**How to complete this task:** From the data below, return only the lines from the one with "Task: each instance of the black dress" through the one with "[[94, 343]]", exact and inclusive, with pictures left out.

/---

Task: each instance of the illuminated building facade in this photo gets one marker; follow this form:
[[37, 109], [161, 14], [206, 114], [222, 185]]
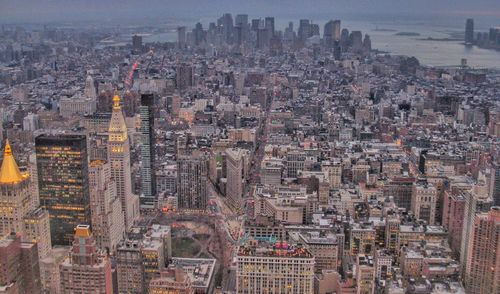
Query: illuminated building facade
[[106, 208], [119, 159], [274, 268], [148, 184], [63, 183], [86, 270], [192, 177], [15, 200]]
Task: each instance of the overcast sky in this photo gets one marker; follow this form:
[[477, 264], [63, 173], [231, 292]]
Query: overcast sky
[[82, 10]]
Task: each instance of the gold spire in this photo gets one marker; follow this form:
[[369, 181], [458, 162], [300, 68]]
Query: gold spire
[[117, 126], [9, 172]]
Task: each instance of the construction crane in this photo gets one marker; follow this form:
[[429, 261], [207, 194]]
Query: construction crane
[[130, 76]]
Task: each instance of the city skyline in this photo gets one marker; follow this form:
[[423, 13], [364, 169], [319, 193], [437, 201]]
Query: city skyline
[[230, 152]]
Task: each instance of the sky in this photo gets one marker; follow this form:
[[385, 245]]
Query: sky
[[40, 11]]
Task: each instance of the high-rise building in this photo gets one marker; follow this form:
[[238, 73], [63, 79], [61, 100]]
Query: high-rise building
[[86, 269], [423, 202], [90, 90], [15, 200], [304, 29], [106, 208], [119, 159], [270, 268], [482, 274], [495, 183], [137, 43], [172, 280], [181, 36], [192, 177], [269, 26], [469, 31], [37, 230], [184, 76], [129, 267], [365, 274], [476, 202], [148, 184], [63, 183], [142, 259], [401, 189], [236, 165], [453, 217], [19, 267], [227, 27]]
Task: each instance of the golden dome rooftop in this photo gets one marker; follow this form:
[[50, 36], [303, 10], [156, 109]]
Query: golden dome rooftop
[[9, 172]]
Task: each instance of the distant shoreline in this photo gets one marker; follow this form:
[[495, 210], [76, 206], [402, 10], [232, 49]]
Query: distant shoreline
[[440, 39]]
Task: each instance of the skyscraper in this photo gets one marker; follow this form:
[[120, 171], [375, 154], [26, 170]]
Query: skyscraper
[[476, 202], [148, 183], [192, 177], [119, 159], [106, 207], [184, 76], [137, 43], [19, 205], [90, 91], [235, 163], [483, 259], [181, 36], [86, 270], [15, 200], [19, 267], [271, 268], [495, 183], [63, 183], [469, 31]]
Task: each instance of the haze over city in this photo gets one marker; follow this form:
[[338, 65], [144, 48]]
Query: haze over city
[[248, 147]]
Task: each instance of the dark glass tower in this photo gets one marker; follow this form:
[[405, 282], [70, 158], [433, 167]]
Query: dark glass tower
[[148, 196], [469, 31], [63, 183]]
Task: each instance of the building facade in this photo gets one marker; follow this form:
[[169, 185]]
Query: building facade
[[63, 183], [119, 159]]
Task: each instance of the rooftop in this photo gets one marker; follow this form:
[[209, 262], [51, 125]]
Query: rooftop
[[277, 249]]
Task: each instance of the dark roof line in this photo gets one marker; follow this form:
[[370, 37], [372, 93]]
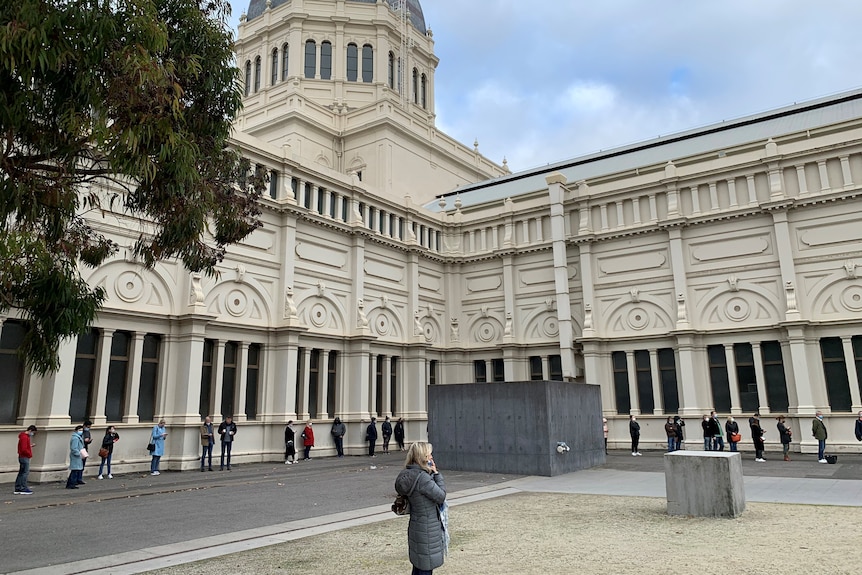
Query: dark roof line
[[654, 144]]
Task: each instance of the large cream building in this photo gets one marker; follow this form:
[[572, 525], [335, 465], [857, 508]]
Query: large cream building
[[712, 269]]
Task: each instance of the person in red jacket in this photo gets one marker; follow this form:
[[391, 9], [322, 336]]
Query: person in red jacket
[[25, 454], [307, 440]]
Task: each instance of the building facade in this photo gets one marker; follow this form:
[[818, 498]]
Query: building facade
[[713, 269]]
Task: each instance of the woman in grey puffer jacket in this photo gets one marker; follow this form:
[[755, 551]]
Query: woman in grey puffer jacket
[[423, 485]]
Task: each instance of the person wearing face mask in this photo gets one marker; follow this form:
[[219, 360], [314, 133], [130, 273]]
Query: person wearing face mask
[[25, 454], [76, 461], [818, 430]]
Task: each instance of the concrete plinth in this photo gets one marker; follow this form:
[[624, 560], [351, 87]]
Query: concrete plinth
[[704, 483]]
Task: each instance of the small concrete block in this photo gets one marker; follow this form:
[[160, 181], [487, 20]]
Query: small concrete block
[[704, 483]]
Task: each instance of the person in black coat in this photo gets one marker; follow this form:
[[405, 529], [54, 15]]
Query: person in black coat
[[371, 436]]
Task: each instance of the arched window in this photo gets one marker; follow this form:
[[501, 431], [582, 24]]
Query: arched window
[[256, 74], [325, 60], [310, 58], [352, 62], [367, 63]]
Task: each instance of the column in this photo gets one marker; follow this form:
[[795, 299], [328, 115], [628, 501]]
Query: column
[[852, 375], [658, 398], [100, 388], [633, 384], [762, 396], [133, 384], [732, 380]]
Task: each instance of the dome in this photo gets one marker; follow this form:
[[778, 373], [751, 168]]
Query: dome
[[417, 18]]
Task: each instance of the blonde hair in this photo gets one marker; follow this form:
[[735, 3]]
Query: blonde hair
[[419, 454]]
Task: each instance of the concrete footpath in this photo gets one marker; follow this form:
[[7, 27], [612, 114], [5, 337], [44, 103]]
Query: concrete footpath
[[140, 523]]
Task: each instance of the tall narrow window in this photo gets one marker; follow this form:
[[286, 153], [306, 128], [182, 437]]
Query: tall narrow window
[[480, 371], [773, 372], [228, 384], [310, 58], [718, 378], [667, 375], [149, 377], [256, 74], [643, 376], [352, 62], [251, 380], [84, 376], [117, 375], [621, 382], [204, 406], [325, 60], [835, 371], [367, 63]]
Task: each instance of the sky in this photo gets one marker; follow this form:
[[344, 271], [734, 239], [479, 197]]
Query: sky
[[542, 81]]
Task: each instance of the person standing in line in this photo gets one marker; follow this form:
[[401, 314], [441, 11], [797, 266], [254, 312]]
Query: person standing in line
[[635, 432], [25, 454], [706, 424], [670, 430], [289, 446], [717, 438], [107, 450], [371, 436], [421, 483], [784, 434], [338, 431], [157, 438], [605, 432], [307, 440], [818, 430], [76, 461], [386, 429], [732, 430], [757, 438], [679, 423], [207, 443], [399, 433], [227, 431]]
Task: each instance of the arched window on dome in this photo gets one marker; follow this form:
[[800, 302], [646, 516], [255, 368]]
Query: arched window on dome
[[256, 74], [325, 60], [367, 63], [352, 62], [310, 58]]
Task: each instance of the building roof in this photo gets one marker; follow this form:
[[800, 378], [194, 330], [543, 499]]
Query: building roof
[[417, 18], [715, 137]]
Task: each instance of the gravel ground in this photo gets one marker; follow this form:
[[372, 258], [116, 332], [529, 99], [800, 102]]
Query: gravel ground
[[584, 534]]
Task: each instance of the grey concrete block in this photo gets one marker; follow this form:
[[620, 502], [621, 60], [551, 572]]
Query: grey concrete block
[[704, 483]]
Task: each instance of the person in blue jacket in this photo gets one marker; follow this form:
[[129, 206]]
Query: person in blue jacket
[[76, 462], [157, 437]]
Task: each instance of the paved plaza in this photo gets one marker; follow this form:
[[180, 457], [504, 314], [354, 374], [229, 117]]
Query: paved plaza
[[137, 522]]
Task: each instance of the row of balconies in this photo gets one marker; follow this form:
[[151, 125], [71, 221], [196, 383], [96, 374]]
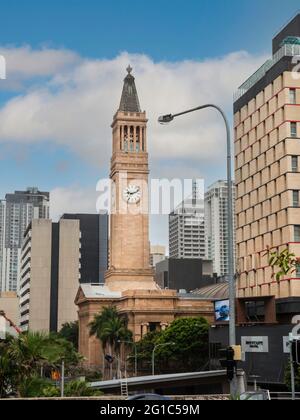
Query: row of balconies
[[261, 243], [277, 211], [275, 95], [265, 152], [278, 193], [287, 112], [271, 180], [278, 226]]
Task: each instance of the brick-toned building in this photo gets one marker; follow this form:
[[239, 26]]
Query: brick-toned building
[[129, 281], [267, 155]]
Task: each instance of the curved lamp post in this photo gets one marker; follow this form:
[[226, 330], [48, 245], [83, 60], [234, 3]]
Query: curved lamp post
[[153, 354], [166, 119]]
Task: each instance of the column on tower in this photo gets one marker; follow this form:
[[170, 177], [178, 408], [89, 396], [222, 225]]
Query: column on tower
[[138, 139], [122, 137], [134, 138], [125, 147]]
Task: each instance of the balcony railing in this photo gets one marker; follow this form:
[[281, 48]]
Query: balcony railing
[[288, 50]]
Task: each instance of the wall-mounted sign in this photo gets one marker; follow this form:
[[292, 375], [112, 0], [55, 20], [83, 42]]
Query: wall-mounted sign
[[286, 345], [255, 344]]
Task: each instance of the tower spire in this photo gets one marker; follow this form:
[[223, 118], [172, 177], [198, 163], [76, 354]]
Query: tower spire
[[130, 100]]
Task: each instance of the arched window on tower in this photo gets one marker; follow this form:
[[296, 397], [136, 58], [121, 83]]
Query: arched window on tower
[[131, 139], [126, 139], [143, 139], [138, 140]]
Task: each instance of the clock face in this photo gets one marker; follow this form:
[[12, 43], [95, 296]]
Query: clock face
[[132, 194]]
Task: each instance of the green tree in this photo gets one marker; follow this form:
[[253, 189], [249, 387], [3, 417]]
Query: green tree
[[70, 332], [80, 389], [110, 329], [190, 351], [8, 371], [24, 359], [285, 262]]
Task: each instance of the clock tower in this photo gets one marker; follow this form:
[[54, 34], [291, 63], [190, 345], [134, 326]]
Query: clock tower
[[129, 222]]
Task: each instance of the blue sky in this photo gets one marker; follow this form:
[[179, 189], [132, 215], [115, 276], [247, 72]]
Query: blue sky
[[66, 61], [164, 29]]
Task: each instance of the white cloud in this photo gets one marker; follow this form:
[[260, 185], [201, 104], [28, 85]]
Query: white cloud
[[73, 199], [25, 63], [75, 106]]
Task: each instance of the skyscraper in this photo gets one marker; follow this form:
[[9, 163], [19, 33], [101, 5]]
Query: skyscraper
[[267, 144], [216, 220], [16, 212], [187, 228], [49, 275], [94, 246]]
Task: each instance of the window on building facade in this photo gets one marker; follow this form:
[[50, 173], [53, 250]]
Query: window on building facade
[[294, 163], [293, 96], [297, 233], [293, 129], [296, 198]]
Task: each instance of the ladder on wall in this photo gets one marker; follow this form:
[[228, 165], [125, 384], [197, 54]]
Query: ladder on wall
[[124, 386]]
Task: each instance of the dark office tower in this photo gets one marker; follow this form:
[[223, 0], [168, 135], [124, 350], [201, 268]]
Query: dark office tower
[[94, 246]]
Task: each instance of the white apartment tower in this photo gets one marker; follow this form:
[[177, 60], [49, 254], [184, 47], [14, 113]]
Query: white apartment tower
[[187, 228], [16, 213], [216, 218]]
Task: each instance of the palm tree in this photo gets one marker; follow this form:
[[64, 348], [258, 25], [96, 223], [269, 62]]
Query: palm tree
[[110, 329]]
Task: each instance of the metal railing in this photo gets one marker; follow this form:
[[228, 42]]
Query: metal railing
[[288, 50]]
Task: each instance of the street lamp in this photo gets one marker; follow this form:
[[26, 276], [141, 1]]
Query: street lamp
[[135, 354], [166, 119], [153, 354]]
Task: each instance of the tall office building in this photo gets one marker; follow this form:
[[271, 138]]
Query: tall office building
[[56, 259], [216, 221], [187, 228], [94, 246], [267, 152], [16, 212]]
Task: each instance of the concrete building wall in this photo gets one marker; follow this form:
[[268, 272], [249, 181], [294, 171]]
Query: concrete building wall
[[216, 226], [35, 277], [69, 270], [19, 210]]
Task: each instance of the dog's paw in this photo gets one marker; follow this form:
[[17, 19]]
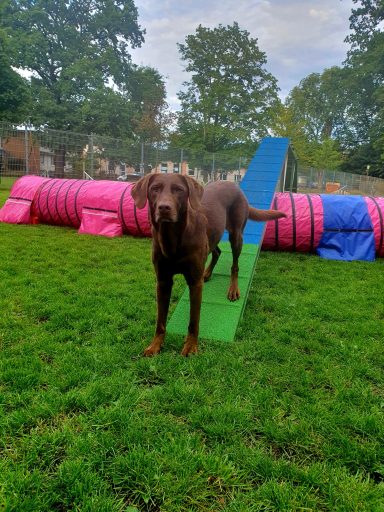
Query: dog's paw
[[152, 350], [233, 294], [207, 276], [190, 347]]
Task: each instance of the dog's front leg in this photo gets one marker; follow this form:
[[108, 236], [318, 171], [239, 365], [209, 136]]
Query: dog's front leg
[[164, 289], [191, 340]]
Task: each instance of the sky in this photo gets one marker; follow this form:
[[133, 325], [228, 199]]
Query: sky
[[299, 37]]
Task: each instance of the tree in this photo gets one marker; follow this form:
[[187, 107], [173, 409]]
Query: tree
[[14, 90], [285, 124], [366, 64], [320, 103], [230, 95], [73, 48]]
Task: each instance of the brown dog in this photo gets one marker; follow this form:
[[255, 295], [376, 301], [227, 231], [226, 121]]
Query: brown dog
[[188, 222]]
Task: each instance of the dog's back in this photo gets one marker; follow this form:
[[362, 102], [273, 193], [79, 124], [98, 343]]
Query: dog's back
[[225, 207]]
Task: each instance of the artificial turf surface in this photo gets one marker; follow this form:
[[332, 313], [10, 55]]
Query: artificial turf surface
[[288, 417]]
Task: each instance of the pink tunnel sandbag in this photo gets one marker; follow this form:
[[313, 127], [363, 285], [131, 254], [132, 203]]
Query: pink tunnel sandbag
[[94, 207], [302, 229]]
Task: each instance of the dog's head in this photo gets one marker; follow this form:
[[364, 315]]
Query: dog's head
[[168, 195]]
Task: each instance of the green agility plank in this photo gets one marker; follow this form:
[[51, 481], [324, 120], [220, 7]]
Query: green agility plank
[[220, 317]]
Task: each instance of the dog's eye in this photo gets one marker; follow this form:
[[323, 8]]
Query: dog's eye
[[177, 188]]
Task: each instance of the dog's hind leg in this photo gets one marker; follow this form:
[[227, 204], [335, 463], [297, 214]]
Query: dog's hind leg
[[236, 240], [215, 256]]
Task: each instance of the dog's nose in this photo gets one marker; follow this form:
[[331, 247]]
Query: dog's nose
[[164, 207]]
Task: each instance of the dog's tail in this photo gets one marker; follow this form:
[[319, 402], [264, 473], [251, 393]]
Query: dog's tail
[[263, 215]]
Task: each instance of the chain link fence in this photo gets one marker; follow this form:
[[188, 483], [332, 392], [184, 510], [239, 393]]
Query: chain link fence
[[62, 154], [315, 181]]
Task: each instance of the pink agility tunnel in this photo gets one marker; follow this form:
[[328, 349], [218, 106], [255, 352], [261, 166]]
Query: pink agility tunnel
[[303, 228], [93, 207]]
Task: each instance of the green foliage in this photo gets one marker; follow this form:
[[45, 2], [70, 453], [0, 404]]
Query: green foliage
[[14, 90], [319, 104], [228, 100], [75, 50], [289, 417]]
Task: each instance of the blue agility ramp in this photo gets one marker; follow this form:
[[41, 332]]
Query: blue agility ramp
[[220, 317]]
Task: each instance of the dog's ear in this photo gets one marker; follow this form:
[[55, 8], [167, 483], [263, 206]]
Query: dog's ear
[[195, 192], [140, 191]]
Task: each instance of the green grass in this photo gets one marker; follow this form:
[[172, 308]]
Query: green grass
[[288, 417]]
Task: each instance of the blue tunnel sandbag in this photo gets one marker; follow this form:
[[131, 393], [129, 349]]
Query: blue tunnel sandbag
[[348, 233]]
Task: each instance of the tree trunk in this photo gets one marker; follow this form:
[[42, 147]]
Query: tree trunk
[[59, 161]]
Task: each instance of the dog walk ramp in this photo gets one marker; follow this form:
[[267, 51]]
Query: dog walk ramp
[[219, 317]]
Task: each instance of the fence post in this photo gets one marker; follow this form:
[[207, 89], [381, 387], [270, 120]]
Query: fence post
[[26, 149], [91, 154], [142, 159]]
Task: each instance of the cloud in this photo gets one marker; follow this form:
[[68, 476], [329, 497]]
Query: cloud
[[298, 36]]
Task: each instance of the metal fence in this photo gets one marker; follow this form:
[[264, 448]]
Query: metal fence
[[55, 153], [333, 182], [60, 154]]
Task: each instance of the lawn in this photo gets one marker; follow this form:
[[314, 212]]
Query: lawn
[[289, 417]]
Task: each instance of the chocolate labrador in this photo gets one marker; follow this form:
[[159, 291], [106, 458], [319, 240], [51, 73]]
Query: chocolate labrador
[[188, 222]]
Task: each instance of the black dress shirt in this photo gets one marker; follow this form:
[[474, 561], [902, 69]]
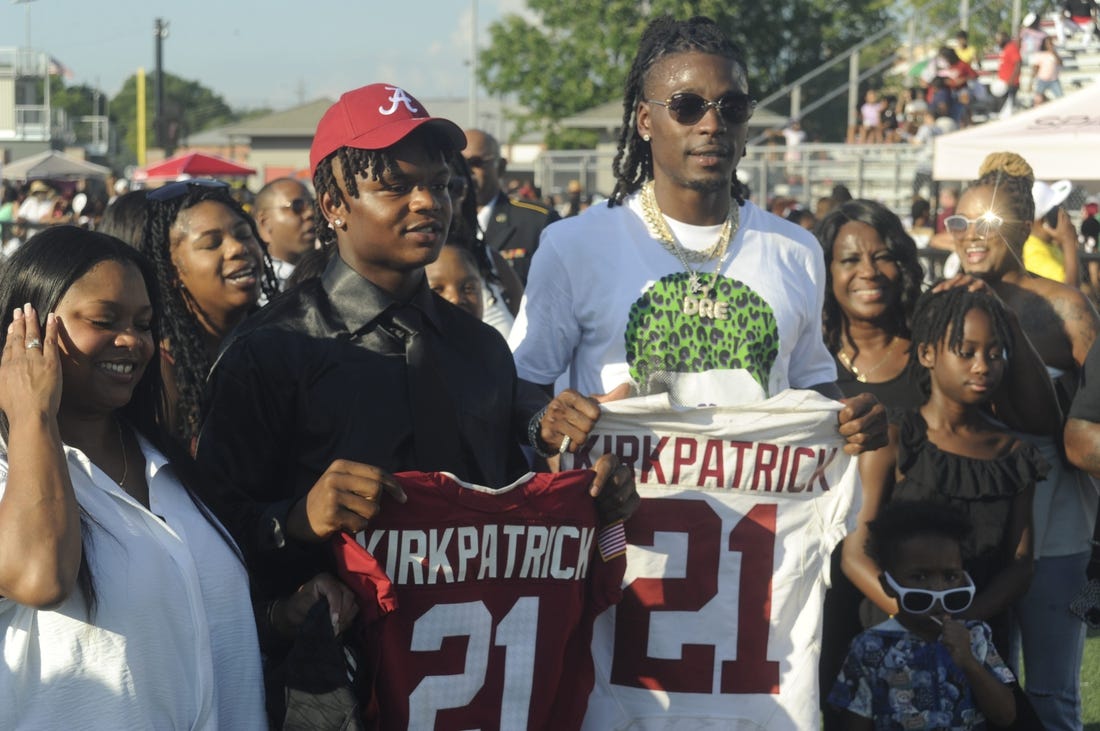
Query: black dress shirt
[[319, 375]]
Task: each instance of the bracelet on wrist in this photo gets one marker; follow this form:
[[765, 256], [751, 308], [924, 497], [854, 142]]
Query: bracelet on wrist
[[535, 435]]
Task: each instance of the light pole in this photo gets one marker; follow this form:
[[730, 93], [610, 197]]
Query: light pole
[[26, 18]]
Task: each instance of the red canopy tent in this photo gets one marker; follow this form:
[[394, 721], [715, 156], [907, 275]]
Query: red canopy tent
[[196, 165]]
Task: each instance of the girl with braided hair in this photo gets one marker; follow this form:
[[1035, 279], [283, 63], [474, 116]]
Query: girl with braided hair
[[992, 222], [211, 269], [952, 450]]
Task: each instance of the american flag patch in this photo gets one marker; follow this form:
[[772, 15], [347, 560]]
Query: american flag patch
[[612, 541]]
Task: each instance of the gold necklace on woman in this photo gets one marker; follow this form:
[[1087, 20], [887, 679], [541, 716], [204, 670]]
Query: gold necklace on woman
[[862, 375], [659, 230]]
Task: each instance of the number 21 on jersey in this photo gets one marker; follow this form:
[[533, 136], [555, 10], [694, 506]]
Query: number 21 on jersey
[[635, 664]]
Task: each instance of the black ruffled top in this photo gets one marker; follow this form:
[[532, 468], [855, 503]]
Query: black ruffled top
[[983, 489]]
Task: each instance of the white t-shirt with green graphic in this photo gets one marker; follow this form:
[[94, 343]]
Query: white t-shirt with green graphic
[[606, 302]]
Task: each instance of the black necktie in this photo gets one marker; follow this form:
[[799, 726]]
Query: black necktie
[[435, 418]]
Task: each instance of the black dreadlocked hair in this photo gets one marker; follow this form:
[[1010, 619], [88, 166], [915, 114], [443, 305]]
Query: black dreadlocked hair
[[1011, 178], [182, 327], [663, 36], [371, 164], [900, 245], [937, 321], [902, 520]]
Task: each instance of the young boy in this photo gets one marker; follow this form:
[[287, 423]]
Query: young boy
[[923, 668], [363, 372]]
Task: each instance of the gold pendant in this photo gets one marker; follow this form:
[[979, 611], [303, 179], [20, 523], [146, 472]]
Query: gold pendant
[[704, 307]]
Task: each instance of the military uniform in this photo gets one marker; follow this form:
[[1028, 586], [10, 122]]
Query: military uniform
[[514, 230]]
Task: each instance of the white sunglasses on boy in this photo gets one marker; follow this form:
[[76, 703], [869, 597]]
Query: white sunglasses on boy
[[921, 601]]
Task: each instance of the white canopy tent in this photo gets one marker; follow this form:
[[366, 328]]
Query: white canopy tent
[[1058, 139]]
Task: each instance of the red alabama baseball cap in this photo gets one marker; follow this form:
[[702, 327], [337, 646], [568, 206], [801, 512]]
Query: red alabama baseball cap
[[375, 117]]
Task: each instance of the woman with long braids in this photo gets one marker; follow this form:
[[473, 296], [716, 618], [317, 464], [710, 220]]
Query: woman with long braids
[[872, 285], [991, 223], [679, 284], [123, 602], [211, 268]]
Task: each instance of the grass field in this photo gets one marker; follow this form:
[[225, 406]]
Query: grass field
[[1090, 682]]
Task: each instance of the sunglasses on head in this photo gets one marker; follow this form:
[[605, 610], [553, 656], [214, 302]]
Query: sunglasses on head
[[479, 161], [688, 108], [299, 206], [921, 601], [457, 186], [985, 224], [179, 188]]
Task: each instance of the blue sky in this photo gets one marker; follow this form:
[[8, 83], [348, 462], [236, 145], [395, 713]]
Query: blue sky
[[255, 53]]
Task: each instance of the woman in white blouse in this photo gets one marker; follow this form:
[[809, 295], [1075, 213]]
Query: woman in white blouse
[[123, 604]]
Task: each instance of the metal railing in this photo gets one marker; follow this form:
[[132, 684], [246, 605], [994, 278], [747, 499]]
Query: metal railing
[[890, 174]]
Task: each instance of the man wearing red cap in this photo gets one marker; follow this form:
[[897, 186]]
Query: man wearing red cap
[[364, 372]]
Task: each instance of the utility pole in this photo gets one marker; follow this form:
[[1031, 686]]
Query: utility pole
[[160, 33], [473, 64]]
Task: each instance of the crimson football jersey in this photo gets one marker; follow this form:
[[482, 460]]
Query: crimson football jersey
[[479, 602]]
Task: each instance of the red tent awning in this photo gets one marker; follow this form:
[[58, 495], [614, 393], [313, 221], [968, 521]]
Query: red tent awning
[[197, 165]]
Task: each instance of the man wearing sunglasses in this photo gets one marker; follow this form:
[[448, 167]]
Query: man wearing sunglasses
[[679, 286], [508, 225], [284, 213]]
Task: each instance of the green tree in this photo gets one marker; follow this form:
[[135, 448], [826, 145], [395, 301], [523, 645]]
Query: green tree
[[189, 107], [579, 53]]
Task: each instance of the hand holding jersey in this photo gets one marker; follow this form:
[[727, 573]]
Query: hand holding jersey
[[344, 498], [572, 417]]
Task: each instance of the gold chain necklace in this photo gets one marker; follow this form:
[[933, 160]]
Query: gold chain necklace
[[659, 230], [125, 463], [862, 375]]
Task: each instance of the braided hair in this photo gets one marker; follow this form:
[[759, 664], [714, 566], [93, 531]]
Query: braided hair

\---

**Solution for this task:**
Task: each instance of the black dress shirt in this photo gets one marker; follow this form:
[[474, 561], [902, 69]]
Query: black dress shirt
[[319, 375]]
Task: each instance of the bracelet on wrist in this photo gets one marker; follow this form:
[[765, 256], [751, 308], [924, 497], [854, 142]]
Query: bracelet on wrist
[[535, 435]]
Task: each instance of the light pole in this photo gets one marker; follow this form:
[[730, 93], [610, 197]]
Query: light pole
[[26, 18]]
Task: each instance of the red canopy tent in this photo gets one marker; follow this form:
[[394, 721], [715, 156], [907, 275]]
Query: red canopy tent
[[196, 165]]
Task: each instance of the girl with braided hair in this photo gets one marker; follow this form:
[[1035, 279], [283, 63], [474, 116]]
Query: girl with braided hair
[[992, 222], [211, 269], [952, 450]]
Task: each instance of the american flag patch in this photo gets one marker; follow this form:
[[772, 15], [347, 560]]
Query: american flag patch
[[612, 541]]
Task: each instance of the gold necklace on woman in this photo gets one marker; follow this form:
[[1087, 20], [887, 679], [541, 716], [204, 670]]
Query: gold necklace on woman
[[862, 375], [659, 230]]
Task: each instance of the number 21 on jersey in this photo gets one marker; follow this form:
[[533, 136], [555, 10], [694, 506]]
Query: number 21 on jersey
[[635, 664]]
Task: each instance of the black ruffled top in this photo gets one marker; follow this form:
[[532, 468], [855, 503]]
Query: black ruffled top
[[983, 489]]
Task: each instance of the white t-shirt with green graphic in this photo gets one marker; follow this form:
[[94, 343]]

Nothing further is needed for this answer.